=== Data listing ===
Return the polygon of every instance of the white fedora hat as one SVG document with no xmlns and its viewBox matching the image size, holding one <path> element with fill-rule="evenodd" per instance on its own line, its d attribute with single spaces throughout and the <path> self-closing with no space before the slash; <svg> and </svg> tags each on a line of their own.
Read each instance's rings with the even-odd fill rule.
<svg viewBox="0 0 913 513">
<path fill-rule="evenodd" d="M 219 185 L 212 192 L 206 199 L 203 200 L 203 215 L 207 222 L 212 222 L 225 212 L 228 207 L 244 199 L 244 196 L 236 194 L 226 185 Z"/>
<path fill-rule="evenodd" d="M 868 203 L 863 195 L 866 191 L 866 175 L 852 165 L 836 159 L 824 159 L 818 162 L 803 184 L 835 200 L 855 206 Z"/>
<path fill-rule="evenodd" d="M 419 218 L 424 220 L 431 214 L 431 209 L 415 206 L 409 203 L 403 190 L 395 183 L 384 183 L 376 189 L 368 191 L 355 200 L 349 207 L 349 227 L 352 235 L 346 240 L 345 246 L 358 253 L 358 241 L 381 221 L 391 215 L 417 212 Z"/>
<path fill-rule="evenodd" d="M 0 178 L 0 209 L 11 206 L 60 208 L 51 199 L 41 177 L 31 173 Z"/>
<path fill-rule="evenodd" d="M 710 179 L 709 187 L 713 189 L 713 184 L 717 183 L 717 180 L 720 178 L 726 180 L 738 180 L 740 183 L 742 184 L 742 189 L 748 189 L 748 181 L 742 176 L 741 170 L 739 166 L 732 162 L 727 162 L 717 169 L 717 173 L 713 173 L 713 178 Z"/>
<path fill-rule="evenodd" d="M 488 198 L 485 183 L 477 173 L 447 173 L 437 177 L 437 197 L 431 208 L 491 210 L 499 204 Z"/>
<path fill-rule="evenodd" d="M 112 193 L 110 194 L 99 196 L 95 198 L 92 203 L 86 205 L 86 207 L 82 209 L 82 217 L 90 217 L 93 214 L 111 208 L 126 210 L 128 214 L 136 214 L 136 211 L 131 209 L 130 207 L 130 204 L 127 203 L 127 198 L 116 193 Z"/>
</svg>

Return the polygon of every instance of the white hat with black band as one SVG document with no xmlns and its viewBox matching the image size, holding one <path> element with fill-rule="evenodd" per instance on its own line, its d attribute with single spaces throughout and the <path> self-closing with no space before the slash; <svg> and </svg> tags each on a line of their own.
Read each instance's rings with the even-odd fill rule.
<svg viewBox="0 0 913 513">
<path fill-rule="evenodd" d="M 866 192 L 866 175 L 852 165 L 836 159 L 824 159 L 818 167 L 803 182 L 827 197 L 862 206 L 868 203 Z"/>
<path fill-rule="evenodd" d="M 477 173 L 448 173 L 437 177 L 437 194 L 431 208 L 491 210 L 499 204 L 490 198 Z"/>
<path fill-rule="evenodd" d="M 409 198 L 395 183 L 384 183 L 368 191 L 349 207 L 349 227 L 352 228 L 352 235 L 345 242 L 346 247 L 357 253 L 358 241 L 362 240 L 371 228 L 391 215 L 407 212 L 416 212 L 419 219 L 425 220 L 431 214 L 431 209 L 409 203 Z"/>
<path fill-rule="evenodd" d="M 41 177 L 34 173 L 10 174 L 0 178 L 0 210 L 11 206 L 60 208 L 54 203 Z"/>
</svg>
===
# [Written request]
Rewrite all the items above as a JSON list of strings, with one string for each line and blank lines omitted.

# [Answer to this exercise]
[
  "Return the polygon of every instance of the white fedora hat as one SVG document with no xmlns and its viewBox matching the image size, holding one <path> element with fill-rule=\"evenodd\" per instance on its own line, its d attribute with single spaces throughout and the <path> self-closing with no space before the slash; <svg> and </svg> tags each on a line of their own.",
  "Read each instance's rings with the even-odd fill rule.",
  "<svg viewBox=\"0 0 913 513\">",
  "<path fill-rule=\"evenodd\" d=\"M 219 185 L 212 192 L 206 199 L 203 200 L 203 215 L 207 222 L 212 222 L 225 212 L 228 207 L 244 199 L 244 196 L 236 194 L 226 185 Z\"/>",
  "<path fill-rule=\"evenodd\" d=\"M 868 203 L 863 195 L 866 191 L 866 175 L 852 165 L 836 159 L 824 159 L 818 162 L 803 184 L 835 200 L 855 206 Z\"/>",
  "<path fill-rule=\"evenodd\" d=\"M 419 218 L 424 220 L 431 214 L 431 209 L 415 206 L 409 203 L 403 190 L 395 183 L 384 183 L 376 189 L 368 191 L 355 200 L 349 207 L 349 227 L 352 235 L 346 240 L 345 246 L 358 253 L 358 241 L 381 221 L 391 215 L 417 212 Z\"/>",
  "<path fill-rule=\"evenodd\" d=\"M 0 178 L 0 209 L 11 206 L 60 208 L 51 199 L 41 177 L 31 173 Z\"/>",
  "<path fill-rule=\"evenodd\" d=\"M 710 179 L 709 187 L 713 189 L 713 184 L 717 183 L 717 180 L 720 178 L 726 180 L 738 180 L 740 183 L 742 184 L 742 189 L 748 189 L 748 181 L 742 176 L 741 170 L 739 166 L 732 162 L 727 162 L 717 169 L 717 173 L 713 173 L 713 178 Z\"/>",
  "<path fill-rule=\"evenodd\" d=\"M 488 198 L 485 183 L 477 173 L 447 173 L 437 177 L 437 197 L 431 208 L 491 210 L 499 204 Z\"/>",
  "<path fill-rule=\"evenodd\" d=\"M 112 193 L 110 194 L 99 196 L 95 198 L 92 203 L 86 205 L 86 207 L 82 209 L 82 217 L 90 217 L 93 214 L 111 208 L 126 210 L 128 214 L 136 214 L 136 211 L 131 209 L 130 207 L 130 204 L 127 203 L 127 198 L 116 193 Z\"/>",
  "</svg>",
  "Return the polygon of every instance of the white hat with black band as one SVG document with no xmlns and its viewBox matching the image size, holding one <path> element with fill-rule=\"evenodd\" per instance on its own line, its d attribute with single spaces throughout and the <path> self-closing with no space before the slash; <svg> and </svg> tags each on a line of their own.",
  "Read each instance's rings with the even-odd fill rule.",
  "<svg viewBox=\"0 0 913 513\">",
  "<path fill-rule=\"evenodd\" d=\"M 866 192 L 866 175 L 852 165 L 836 159 L 824 159 L 818 167 L 803 182 L 827 197 L 862 206 L 868 203 Z\"/>",
  "<path fill-rule=\"evenodd\" d=\"M 477 173 L 448 173 L 437 177 L 437 194 L 431 208 L 491 210 L 499 204 L 490 198 Z\"/>",
  "<path fill-rule=\"evenodd\" d=\"M 409 198 L 395 183 L 384 183 L 368 191 L 349 207 L 349 227 L 352 228 L 352 235 L 345 242 L 346 247 L 357 253 L 358 241 L 362 240 L 371 228 L 391 215 L 407 212 L 416 212 L 419 219 L 425 220 L 431 214 L 431 209 L 409 203 Z\"/>",
  "<path fill-rule=\"evenodd\" d=\"M 41 177 L 34 173 L 10 174 L 0 178 L 0 210 L 11 206 L 60 208 L 54 203 Z\"/>",
  "</svg>"
]